- INFORMATION SUPPLIED
= = = = =

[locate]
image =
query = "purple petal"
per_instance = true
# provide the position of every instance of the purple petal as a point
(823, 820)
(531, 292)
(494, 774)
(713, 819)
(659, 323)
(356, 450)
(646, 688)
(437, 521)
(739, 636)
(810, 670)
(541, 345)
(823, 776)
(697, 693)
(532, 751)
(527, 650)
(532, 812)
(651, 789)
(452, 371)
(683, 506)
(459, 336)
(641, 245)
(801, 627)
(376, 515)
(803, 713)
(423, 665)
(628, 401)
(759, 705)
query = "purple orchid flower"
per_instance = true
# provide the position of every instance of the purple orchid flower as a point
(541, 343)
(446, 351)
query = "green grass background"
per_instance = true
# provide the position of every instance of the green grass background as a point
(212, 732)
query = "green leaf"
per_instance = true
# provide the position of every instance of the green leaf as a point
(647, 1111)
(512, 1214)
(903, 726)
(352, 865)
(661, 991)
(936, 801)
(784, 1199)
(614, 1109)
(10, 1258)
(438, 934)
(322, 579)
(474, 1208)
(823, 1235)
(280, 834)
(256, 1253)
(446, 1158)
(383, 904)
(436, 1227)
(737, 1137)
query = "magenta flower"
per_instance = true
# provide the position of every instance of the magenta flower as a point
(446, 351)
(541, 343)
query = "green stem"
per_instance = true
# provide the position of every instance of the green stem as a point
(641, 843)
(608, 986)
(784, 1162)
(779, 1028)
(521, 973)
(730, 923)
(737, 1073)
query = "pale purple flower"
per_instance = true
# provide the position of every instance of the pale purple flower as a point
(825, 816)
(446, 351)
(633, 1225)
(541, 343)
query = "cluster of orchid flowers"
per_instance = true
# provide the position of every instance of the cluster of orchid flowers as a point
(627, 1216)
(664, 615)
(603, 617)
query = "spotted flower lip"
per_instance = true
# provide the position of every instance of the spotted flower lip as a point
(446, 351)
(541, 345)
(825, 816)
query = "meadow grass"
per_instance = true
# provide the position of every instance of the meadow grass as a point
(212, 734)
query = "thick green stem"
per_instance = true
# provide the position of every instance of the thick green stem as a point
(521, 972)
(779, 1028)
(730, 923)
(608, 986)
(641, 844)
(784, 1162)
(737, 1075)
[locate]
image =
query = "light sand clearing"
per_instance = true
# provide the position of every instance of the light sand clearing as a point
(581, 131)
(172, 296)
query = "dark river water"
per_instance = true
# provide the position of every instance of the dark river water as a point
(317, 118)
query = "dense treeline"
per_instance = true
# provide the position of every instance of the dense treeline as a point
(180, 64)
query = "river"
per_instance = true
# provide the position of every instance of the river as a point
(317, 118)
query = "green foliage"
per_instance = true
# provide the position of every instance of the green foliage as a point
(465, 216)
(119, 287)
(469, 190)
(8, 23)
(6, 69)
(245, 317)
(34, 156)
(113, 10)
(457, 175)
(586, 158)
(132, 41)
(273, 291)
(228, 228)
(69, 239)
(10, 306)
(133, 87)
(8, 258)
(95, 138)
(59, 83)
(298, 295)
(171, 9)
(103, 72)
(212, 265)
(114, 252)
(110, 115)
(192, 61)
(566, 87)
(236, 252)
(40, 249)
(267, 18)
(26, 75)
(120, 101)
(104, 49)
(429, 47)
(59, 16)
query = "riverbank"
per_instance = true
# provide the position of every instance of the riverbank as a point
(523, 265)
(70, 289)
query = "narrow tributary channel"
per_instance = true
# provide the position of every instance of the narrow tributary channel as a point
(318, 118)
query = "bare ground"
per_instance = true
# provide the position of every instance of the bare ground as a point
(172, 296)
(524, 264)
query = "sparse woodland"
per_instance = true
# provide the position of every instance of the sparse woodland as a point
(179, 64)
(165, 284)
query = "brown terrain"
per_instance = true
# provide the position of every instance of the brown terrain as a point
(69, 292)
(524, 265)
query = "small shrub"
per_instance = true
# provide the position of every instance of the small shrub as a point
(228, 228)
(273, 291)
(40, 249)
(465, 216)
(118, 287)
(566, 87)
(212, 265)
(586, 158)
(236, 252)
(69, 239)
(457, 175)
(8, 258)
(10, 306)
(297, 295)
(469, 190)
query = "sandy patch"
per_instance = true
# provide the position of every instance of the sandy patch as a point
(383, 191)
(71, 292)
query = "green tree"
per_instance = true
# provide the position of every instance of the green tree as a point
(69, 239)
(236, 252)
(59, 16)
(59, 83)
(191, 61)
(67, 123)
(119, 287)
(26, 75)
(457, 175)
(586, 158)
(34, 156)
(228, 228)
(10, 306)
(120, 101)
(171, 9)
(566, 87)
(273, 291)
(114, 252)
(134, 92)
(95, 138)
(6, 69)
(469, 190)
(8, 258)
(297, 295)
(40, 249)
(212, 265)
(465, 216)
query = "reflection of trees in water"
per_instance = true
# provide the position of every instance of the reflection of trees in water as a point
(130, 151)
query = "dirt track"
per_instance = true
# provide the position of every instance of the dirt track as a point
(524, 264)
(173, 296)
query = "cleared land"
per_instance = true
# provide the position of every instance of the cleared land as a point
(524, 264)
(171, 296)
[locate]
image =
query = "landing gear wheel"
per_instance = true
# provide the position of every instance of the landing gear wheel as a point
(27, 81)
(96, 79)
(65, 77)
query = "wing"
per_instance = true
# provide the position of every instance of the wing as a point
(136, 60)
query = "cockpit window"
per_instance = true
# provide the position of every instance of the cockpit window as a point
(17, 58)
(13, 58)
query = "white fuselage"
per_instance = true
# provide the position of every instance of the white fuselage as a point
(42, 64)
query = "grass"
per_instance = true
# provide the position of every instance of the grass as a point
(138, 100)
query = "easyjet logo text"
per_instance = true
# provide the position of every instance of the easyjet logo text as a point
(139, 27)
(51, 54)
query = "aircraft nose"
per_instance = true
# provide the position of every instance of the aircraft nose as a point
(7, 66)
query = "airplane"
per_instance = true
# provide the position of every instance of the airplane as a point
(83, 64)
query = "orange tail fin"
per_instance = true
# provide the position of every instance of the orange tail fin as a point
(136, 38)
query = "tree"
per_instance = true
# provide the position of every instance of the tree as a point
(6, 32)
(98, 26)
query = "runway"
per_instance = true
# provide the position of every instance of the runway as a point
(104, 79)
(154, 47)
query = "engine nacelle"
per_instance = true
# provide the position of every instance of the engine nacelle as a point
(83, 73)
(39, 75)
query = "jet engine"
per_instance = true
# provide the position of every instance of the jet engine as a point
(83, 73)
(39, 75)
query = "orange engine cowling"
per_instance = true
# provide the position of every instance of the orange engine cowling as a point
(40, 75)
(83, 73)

= = = = =

- PROBLEM STATEMENT
Would you restate each of the entries word for word?

- WRITTEN REPLY
[locate]
image =
query = "purple petal"
per_instance = true
# provide the position of every instance of the purple petal as a point
(823, 820)
(531, 292)
(494, 774)
(713, 819)
(659, 323)
(356, 450)
(646, 688)
(437, 521)
(739, 636)
(810, 670)
(541, 345)
(823, 776)
(697, 693)
(532, 751)
(527, 650)
(532, 812)
(651, 789)
(452, 371)
(683, 506)
(459, 336)
(641, 245)
(801, 627)
(376, 515)
(803, 713)
(423, 665)
(628, 401)
(759, 705)
query = "purple orchid flower"
per_instance = true
# provide the position of every instance of the purple orchid flower as a point
(541, 343)
(446, 351)
query = "green grass background"
per_instance = true
# provide the position of every instance of the green grass background as a point
(212, 732)
query = "green leaf"
per_instance = true
# provide the position of every instance of the green leaf as a point
(647, 1111)
(512, 1214)
(903, 726)
(352, 865)
(661, 991)
(936, 801)
(784, 1199)
(614, 1109)
(10, 1258)
(438, 934)
(322, 579)
(474, 1208)
(823, 1235)
(280, 834)
(256, 1253)
(446, 1158)
(383, 904)
(436, 1227)
(737, 1137)
query = "magenta flower"
per_instance = true
# provide the position of every instance of the magenta flower as a point
(446, 351)
(541, 343)
query = "green stem"
per_instance = true
# provide the position of every instance of the green stem as a point
(641, 843)
(608, 986)
(784, 1162)
(779, 1028)
(521, 973)
(730, 923)
(737, 1073)
query = "pale purple flower"
per_instance = true
# provide the position of every instance of the pale purple flower as a point
(825, 816)
(446, 351)
(633, 1225)
(541, 343)
query = "cluster of orchid flowers"
per_instance = true
# provide the position of every instance of the cluster of orchid flowers as a point
(627, 1216)
(664, 615)
(603, 617)
query = "spotted flower lip"
per_instance = true
# provide the position of every instance of the spotted flower lip as a point
(446, 351)
(541, 345)
(825, 816)
query = "meadow grass"
per_instance = true
# provide the position of every instance of the meadow grass as a point
(212, 734)
query = "thick green stem"
per_instance = true
# provide the position of every instance of the thick green stem as a point
(521, 972)
(779, 1028)
(730, 923)
(608, 986)
(641, 844)
(784, 1162)
(737, 1075)
[locate]
image =
query = "light sand clearing"
per_instance = true
# provide the position of every instance of the light sand clearing as a point
(581, 131)
(172, 296)
query = "dark river water"
per_instance = true
# provide the position of every instance of the dark river water as a point
(317, 118)
query = "dense treeline"
per_instance = true
# provide the position of every instance of the dense treeline as a point
(180, 64)
query = "river"
per_instance = true
# provide the position of every instance of the river as a point
(317, 118)
query = "green foliage"
per_instance = true
# provide the position of every instance of the green foliage as a point
(465, 216)
(119, 287)
(469, 190)
(8, 23)
(6, 69)
(245, 317)
(34, 156)
(113, 10)
(457, 175)
(586, 158)
(132, 41)
(273, 291)
(228, 228)
(69, 239)
(10, 306)
(133, 87)
(8, 258)
(95, 138)
(59, 83)
(298, 295)
(171, 9)
(103, 72)
(212, 265)
(114, 252)
(110, 115)
(192, 61)
(566, 87)
(236, 252)
(40, 249)
(267, 18)
(26, 75)
(120, 101)
(104, 49)
(429, 47)
(59, 16)
query = "riverbank"
per_instance = true
# provide the position of every instance of the riverbank as a point
(523, 265)
(70, 289)
query = "narrow tributary channel"
per_instance = true
# provide the position of every instance of the narrow tributary channel as a point
(318, 118)
query = "bare ground"
per_instance = true
# provide the position of every instance of the bare ground as a point
(172, 296)
(524, 264)
query = "sparse woodland"
per_instance = true
# provide the position of every instance of the sparse woodland as a point
(179, 64)
(165, 284)
query = "brown terrain"
per_instance = true
# provide the position of every instance of the brown terrain as a point
(69, 292)
(524, 265)
query = "small shrub"
per_instance = true
# provide the position of every instance of the small shrub as a point
(228, 228)
(273, 291)
(40, 249)
(465, 216)
(118, 287)
(566, 87)
(212, 265)
(586, 158)
(236, 252)
(69, 239)
(457, 175)
(8, 258)
(10, 306)
(297, 295)
(469, 190)
query = "sandy patch"
per_instance = true
# provide the position of every instance of the sandy patch as a point
(383, 191)
(71, 292)
query = "green tree"
per_instance = true
# provide the position of every instance of the green tree as a point
(69, 239)
(236, 252)
(59, 16)
(59, 83)
(191, 61)
(67, 123)
(119, 287)
(26, 75)
(457, 175)
(586, 158)
(34, 156)
(228, 228)
(10, 306)
(120, 101)
(171, 9)
(566, 87)
(273, 291)
(114, 252)
(134, 92)
(95, 138)
(6, 69)
(469, 190)
(8, 258)
(297, 295)
(40, 249)
(212, 265)
(465, 216)
query = "reflection of trees in water"
per_instance = true
# provide the position of every instance of the reflection of trees in water as a point
(130, 151)
query = "dirt track"
per_instance = true
# provide the position of every instance of the dirt track as a point
(524, 264)
(173, 296)
query = "cleared land"
per_instance = true
# provide the position of every instance of the cleared land as a point
(524, 264)
(171, 296)
[locate]
image =
query = "landing gear wheel"
per_instance = true
# provide the position of every instance of the landing gear wheel as a point
(27, 81)
(96, 79)
(65, 77)
query = "wing"
per_instance = true
# provide the position of every instance of the wing as a point
(136, 60)
query = "cockpit window"
per_instance = true
# provide the position of every instance of the cockpit window as a point
(17, 58)
(13, 58)
query = "white fuselage"
per_instance = true
# provide the position of every instance of the white fuselage as a point
(42, 64)
query = "grass"
per_instance = true
# provide the position of every instance of the grass as a point
(138, 100)
query = "easyjet logo text"
per_instance = true
# provide the position of every instance of the easyjet logo text as a point
(139, 27)
(51, 54)
query = "aircraft nose"
per_instance = true
# provide the position of every instance of the aircraft nose as a point
(7, 66)
query = "airplane"
per_instance = true
# provide the position of every instance of the airplane as a point
(83, 64)
query = "orange tail fin"
per_instance = true
# provide the position of every instance of the orange tail fin as a point
(136, 38)
query = "tree"
per_instance = true
# provide the position of every instance of the tree as a point
(6, 32)
(98, 26)
query = "runway"
per_instance = true
# provide the position of every instance of the runway as a point
(104, 79)
(154, 47)
query = "engine nacelle"
per_instance = true
# provide the position of every instance of the engine nacelle as a point
(83, 73)
(39, 75)
query = "jet engine"
per_instance = true
# provide the position of every instance of the jet engine as a point
(83, 73)
(39, 75)
query = "orange engine cowling"
per_instance = true
# provide the position of every instance of the orange engine cowling as a point
(40, 75)
(83, 73)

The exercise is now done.